*** Given data Section Begins ***
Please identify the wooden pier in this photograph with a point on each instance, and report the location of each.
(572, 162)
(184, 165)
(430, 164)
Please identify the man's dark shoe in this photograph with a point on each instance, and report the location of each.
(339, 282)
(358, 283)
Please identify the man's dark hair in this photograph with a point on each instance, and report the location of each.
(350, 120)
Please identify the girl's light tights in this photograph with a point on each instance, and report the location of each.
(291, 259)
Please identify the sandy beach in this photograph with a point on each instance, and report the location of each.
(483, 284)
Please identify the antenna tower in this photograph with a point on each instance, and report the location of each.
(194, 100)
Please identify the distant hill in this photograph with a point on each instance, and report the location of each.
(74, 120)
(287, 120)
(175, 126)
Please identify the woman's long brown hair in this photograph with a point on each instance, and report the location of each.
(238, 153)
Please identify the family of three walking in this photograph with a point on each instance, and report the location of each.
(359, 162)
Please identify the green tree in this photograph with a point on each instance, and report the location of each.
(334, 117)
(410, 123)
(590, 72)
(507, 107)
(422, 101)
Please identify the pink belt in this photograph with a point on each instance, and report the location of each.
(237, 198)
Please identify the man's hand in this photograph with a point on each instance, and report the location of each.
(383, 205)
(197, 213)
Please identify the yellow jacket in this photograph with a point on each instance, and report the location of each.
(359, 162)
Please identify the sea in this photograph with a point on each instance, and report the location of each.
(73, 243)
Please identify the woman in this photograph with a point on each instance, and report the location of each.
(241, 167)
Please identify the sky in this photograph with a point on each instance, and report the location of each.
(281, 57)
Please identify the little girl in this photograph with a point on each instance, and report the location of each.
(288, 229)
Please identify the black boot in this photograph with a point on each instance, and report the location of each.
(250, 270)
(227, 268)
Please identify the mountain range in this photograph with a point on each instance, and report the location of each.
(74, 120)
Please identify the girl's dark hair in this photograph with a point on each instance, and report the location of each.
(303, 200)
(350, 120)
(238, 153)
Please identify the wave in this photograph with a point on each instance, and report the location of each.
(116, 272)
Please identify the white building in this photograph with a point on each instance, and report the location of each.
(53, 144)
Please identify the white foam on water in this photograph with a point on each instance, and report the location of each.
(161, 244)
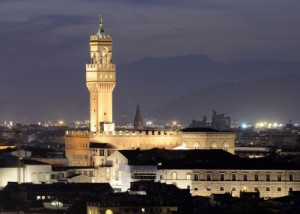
*** Given data Section Ends ***
▸ Task item:
The data above should be repeated exactly, minus any pictures.

▸ Worked solution:
Please identify the wooden pier in this photograph with a point on each instance, and report the location of each.
(572, 162)
(184, 165)
(430, 164)
Please identify the man's dark shoe in this photograph with a point on each instance, and report the location of each.
(339, 282)
(358, 283)
Please identify the man's dark hair in this photograph with a point on each instance, and report the location of each.
(350, 120)
Please identify the girl's light tights in this photograph with a point on each instance, and report the location of each.
(291, 259)
Please identify the sandy beach in this photograph with a point on each instance, and report the location of each.
(483, 284)
Please identify the antenna tower in this photograph with a point on each instance, and report the location of each.
(194, 100)
Please identify the distant hill in this photograph with a point on each instance, and report the location of each.
(74, 120)
(287, 120)
(175, 126)
Please identify the woman's long brown hair in this photograph with a point on each instance, and report the location of each.
(238, 153)
Please identify the family of three walking in this photograph with a point on each instance, and report the location of each.
(359, 162)
Please identify the green tree in this photograph with a point on each instance, and report the location of each.
(334, 117)
(410, 123)
(590, 72)
(507, 107)
(422, 101)
Please identify the pink belt in this photograph with a point on each instance, and report the location of each.
(237, 198)
Please identify the man's hand in this photograph with a point on each instance, and report the location of each.
(383, 205)
(197, 213)
Please identify the yellow jacket in this photograph with a point on each instance, and report the location of each.
(359, 162)
Please identify the sea in this photograph with a point on each instance, and report the location of each.
(73, 243)
Please identify the woman in this photograph with a point on each instance, and report the location of each.
(241, 167)
Please identify the sky in this photograph with a point on each instance, and report the location of each.
(281, 57)
Please identify the little girl in this photograph with a point on each instance, and report the location of each.
(288, 229)
Please identify the black boot in this photograph with a point on each instance, and report the location of each.
(250, 270)
(227, 268)
Please identify the mountain range in this photograph with a point on each instance, and report the location of each.
(74, 120)
Please identify the girl's dark hair in this photograph with a point on each instance, and report the location of each.
(303, 200)
(350, 120)
(238, 153)
Please identify the wave in this photograph with a point on each instance, and report the location of each.
(116, 272)
Please identify the white building in this photograph with a point on each instance, and report the location of each.
(53, 144)
Please identify the white foam on water in this photograph with a point on each instance, and report the location of each.
(161, 244)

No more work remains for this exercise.